Start

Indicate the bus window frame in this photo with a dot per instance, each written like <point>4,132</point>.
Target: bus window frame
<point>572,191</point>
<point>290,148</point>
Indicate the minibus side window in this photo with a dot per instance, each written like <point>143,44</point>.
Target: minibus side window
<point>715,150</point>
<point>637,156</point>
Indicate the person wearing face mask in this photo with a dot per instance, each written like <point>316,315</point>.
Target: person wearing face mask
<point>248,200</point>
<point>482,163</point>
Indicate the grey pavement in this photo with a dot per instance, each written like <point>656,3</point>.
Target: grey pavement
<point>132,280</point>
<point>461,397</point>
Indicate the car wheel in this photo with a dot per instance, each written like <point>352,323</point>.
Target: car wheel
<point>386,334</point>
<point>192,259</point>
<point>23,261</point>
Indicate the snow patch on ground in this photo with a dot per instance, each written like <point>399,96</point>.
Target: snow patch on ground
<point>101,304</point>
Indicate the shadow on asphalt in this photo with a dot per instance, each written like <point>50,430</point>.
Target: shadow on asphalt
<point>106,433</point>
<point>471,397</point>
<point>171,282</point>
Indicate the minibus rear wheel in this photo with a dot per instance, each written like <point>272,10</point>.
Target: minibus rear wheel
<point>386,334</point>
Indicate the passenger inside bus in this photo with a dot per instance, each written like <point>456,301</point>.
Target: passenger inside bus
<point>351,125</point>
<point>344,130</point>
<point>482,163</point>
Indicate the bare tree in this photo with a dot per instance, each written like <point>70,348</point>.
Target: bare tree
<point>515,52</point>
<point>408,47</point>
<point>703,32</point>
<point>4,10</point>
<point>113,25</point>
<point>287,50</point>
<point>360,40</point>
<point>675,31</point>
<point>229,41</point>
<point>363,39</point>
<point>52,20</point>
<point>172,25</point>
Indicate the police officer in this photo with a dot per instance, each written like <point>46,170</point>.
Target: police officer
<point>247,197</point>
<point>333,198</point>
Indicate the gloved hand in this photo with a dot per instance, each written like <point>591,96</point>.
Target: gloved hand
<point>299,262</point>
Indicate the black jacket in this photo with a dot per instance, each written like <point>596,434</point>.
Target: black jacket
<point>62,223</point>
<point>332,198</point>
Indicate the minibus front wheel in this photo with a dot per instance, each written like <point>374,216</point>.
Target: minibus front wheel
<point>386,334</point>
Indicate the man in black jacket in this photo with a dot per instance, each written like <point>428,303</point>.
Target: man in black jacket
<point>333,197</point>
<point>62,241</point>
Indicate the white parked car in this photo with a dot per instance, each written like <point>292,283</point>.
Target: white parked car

End

TASK GOAL.
Transcribe the lines above verbatim, from the first to the last.

COMPLETE ANSWER.
Indicate the bus window frame in this photo with a dot per instance, each written like <point>4,132</point>.
Target: bus window frame
<point>572,191</point>
<point>290,148</point>
Indicate the minibus side window in this photo with a dot per instance, each written like <point>143,44</point>.
Target: minibus side window
<point>715,150</point>
<point>637,156</point>
Indicate the person wearing face mask in this photo with a dot per instance, each written like <point>316,315</point>.
Target: person wearing face mask
<point>248,200</point>
<point>482,163</point>
Indicate the grey pavement in this photo with a dot per instance, each written like <point>656,3</point>.
Target: grey pavement
<point>132,280</point>
<point>461,397</point>
Indicate the car wheel in this photo with a dot per instance, each written like <point>352,323</point>.
Target: car wheel
<point>386,334</point>
<point>192,259</point>
<point>23,261</point>
Indicate the snow patch on ground in this photo with a dot per instance, each written like <point>399,96</point>.
Target: snow patch on ground
<point>101,304</point>
Indicate the shadow on asphalt in this photo with a dot per instance, each written like <point>50,430</point>.
Target: shadow on asphalt
<point>106,433</point>
<point>471,397</point>
<point>171,282</point>
Indicate the minibus rear wheel in this photo with a dot per instance, each written like <point>272,10</point>.
Target: minibus rear wheel
<point>386,334</point>
Indicate the passenger inside bus in this photo with a dot per instance, each written like <point>456,301</point>.
Target: passenger inside bus
<point>351,125</point>
<point>344,130</point>
<point>482,163</point>
Indicate the bare tree in this photo with a dot per instance, each written like <point>70,348</point>.
Target: bare tree
<point>515,52</point>
<point>408,47</point>
<point>703,32</point>
<point>4,10</point>
<point>113,25</point>
<point>287,50</point>
<point>360,40</point>
<point>675,31</point>
<point>229,41</point>
<point>363,39</point>
<point>52,20</point>
<point>172,25</point>
Indicate the police officer in this photo with a dot per instance, each written like <point>46,170</point>.
Target: police officer
<point>247,197</point>
<point>333,198</point>
Indicate the gloved hand in this photo with a dot per instance, each written like <point>591,96</point>.
Target: gloved hand
<point>299,262</point>
Indicate the black jacket in this photo with a dot per instance, each written like <point>596,434</point>.
Target: black jacket
<point>62,223</point>
<point>332,198</point>
Indicate the minibus front wheel in this photo with a dot per instance, each written like <point>374,216</point>.
Target: minibus front wheel
<point>386,334</point>
Indicate the man in black jacket in this photo with a dot per instance, each written like <point>428,303</point>.
Target: man in black jacket
<point>333,197</point>
<point>62,241</point>
Indicate the white parked car in this photo with a dot per instance, each written like <point>292,283</point>.
Target: white parked car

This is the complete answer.